§ **What you need to do**
Print exactly the line that contains "Target: dense cloud" along with every line beneath it to the end of the records below, and omit pictures.
==*==
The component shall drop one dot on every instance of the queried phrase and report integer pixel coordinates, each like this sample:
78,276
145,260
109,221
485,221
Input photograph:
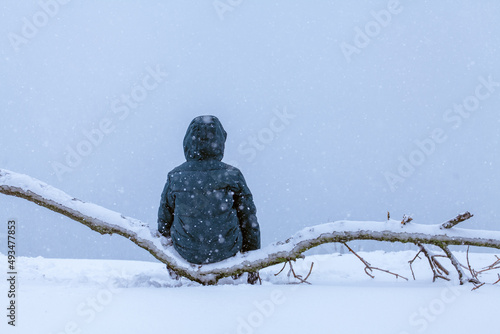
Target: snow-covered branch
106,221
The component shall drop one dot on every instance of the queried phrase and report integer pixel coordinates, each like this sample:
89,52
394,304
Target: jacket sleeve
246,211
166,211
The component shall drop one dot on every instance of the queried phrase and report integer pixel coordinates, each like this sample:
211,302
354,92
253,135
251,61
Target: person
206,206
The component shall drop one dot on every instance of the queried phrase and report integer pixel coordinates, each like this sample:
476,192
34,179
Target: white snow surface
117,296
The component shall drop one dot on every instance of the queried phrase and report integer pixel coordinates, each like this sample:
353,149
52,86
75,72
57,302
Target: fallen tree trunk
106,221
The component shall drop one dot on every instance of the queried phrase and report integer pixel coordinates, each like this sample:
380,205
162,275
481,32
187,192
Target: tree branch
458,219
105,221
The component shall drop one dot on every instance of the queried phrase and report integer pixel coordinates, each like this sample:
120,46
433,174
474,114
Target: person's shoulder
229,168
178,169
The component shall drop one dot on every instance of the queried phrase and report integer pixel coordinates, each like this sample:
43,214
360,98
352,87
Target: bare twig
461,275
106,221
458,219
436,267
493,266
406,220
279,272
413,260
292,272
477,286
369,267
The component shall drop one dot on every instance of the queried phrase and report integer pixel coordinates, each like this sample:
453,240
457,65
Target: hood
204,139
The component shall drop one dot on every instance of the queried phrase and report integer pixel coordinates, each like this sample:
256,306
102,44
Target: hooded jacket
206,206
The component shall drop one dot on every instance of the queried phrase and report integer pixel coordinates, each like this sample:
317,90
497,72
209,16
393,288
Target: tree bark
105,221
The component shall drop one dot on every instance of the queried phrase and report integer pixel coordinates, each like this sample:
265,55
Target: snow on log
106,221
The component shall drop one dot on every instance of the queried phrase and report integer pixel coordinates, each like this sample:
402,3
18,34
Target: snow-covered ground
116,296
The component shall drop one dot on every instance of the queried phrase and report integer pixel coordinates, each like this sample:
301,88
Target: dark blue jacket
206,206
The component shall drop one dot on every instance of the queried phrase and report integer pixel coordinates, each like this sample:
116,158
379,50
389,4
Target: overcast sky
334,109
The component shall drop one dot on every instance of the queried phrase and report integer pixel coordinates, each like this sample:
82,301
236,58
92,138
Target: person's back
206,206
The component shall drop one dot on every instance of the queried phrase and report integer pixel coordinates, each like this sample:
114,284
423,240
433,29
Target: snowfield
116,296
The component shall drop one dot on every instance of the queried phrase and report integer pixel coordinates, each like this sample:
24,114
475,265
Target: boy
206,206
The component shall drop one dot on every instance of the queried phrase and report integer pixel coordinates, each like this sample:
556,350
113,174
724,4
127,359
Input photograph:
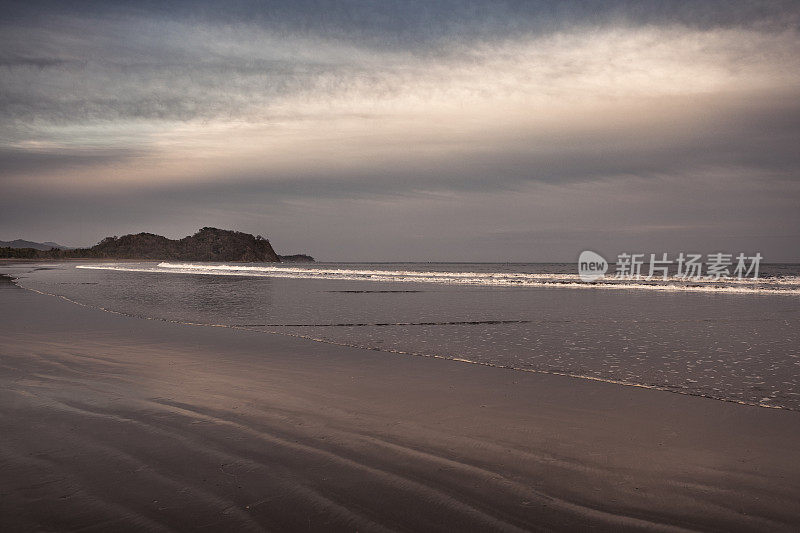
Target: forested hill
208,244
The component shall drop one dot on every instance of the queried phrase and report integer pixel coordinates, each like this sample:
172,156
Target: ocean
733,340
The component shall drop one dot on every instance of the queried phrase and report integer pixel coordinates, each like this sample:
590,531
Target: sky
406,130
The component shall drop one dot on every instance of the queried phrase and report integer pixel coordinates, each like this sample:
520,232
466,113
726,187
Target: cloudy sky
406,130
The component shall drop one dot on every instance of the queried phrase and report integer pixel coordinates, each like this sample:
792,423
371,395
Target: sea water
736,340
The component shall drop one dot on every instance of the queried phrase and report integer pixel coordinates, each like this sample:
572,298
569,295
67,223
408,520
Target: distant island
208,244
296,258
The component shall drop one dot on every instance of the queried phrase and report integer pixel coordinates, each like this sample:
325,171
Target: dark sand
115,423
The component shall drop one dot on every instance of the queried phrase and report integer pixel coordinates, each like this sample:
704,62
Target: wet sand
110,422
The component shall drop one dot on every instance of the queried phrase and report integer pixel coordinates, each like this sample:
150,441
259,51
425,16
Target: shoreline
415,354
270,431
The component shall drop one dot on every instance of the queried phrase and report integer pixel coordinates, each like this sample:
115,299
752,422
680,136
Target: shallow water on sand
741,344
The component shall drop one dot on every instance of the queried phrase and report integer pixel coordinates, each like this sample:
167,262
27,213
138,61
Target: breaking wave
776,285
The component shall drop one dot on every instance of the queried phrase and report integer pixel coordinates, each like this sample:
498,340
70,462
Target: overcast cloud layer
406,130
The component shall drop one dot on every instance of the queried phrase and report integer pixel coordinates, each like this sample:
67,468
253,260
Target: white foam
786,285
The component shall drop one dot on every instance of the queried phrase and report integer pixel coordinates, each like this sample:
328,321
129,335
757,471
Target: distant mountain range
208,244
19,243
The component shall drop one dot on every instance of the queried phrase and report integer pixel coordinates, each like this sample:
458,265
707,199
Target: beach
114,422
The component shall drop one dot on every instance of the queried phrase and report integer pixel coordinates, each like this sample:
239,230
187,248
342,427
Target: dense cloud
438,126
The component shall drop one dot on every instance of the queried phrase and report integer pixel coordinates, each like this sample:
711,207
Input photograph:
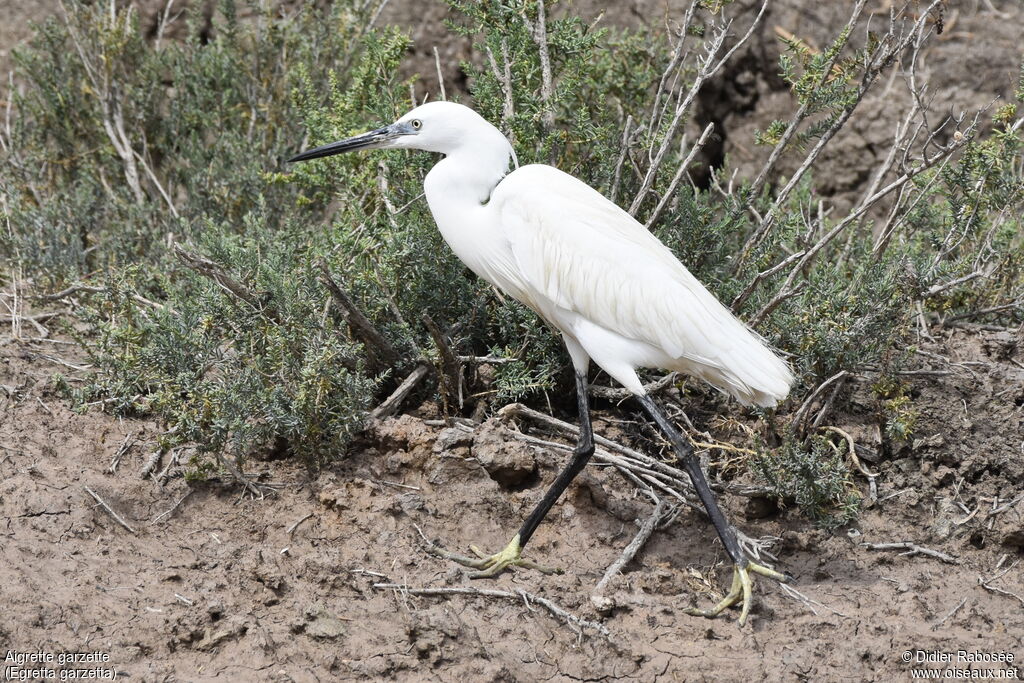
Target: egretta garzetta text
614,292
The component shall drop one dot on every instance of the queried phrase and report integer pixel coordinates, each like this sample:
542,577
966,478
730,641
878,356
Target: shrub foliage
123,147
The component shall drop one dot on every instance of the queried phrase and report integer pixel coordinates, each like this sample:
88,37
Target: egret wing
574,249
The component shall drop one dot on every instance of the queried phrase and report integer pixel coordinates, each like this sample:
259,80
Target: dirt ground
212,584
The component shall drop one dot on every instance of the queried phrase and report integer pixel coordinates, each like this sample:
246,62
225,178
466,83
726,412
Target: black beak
==*==
§ **Reply to the exercise**
Target: dense cloud
438,126
The component shall drop one dot on every instance of the queried phrase and report integer pixel coordinates, each like this sample:
711,207
Input photograph:
Target: egretta garzetta text
614,292
The component shall drop one dot on every instance of the queried phrase and report integer pixel coordinates, each like this sample:
542,577
966,478
730,641
878,356
Target: shrub foliage
123,147
The component shall drop one dot on every instance of the queried phrase and report integer pixel coordinates, each like this sample:
88,37
Target: egret wing
574,249
The component shall drop one dot on every instance of the queried phrase and report integer pixel coordinates, each like this sample:
259,80
Target: dirt ground
212,584
The component shall drop one dot on every instance of the queried phrase and report integer pixel coordinates, each like this sample:
246,62
225,178
466,83
726,412
Target: black beak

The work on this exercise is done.